(begin)

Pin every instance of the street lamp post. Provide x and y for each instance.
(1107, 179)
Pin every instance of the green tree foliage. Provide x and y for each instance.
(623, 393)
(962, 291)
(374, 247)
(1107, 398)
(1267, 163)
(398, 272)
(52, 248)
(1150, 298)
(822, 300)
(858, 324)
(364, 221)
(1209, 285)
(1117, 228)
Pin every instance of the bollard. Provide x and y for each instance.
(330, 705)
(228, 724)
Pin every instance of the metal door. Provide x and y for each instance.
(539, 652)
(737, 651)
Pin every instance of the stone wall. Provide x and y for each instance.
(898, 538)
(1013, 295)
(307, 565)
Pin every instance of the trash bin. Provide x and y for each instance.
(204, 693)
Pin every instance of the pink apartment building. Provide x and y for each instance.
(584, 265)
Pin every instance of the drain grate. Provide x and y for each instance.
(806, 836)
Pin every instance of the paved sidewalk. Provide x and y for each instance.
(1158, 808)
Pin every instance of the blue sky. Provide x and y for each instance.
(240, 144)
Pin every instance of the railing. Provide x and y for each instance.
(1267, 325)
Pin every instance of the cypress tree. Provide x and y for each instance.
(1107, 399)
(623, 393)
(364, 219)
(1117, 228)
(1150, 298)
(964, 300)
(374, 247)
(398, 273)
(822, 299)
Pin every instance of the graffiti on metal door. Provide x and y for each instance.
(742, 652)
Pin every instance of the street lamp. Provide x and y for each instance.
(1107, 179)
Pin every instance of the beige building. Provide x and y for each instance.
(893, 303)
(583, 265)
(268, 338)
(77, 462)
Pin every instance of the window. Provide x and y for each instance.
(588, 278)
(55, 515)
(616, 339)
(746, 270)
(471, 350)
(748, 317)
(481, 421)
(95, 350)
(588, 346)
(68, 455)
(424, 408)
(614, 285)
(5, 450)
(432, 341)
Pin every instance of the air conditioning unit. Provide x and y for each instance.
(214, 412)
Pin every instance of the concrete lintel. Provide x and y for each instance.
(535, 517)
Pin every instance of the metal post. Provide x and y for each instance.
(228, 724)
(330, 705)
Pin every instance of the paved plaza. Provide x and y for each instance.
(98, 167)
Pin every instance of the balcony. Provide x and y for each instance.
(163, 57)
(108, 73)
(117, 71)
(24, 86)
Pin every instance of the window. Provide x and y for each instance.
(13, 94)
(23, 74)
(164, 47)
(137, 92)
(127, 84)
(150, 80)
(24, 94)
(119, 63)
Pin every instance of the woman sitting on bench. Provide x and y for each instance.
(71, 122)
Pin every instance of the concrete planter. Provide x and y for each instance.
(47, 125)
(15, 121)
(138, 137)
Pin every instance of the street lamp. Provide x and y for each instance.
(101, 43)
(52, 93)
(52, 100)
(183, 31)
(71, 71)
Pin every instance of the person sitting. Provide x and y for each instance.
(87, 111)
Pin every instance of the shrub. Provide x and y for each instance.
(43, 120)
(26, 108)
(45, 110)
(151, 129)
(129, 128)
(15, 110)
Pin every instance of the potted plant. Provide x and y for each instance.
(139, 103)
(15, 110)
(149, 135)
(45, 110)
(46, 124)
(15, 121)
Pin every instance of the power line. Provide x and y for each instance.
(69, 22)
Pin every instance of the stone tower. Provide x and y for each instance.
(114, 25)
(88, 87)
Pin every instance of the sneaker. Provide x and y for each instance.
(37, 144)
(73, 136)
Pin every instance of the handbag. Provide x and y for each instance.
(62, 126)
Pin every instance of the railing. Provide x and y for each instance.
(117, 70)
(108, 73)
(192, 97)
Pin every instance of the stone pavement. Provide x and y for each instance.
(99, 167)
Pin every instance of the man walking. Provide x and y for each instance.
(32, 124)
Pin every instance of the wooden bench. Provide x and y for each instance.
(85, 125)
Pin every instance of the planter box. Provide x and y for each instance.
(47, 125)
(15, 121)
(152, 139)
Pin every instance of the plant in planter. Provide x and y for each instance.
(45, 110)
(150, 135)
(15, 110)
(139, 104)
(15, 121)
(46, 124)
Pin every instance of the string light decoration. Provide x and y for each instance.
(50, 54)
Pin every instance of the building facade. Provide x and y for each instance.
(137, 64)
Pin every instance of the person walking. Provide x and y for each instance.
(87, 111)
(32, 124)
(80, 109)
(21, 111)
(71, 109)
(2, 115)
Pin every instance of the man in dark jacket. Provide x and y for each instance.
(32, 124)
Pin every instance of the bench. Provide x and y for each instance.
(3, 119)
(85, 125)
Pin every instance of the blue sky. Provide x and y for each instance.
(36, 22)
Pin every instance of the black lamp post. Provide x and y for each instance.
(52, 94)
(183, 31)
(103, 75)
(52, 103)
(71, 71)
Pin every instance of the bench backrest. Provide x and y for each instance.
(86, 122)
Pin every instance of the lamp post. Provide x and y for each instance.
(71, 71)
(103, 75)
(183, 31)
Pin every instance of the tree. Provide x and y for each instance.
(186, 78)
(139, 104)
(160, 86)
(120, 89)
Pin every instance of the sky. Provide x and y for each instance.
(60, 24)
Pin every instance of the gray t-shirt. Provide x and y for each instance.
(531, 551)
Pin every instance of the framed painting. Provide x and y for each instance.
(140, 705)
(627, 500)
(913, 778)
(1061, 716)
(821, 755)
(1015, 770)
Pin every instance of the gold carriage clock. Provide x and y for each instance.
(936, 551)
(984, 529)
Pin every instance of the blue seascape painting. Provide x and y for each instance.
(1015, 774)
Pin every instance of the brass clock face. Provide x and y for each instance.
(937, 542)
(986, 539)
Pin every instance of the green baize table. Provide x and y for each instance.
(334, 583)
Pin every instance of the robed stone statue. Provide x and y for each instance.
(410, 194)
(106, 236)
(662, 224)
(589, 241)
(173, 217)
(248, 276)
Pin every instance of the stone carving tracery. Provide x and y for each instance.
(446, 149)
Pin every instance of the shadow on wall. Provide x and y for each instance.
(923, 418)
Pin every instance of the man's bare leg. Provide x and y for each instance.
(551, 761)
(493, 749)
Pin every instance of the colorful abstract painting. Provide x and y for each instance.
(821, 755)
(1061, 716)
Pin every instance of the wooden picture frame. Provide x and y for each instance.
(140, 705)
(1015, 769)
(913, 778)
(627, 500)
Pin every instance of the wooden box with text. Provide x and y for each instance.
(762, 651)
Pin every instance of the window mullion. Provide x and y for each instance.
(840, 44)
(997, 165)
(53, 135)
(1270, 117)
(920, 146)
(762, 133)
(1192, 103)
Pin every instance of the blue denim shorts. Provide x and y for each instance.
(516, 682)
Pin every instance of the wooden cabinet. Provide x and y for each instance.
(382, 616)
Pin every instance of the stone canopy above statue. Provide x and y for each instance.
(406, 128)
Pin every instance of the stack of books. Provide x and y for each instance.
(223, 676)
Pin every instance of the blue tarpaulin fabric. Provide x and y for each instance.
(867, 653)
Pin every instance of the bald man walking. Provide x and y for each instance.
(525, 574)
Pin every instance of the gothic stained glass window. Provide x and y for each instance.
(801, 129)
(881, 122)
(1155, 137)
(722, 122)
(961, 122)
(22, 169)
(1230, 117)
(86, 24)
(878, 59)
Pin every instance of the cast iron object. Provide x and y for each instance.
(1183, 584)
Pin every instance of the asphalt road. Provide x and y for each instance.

(end)

- Required work -
Reproduce the listing from the line containing "Pin every instance of the stack" through the end of the listing, keeping every request line. Shift each point by adding 67 to both its x and y coordinates.

- Task output -
Pin every instance of the stack of books. Provide x and y for each instance.
(290, 743)
Pin every instance of the blue tarpaulin fabric. Provide x and y for each instance.
(934, 720)
Pin every instance of the bald man walking. Provide x and y for each instance.
(592, 641)
Pin every instance of the gothic stained glass window. Provide x and y for each instance.
(868, 196)
(948, 189)
(1222, 204)
(789, 189)
(1028, 189)
(89, 236)
(1297, 184)
(153, 91)
(945, 126)
Pin every instance of the cast iron object. Provide x and y for each instance.
(1250, 651)
Pin every instance of the asphalt road. Provide x and y for each instance.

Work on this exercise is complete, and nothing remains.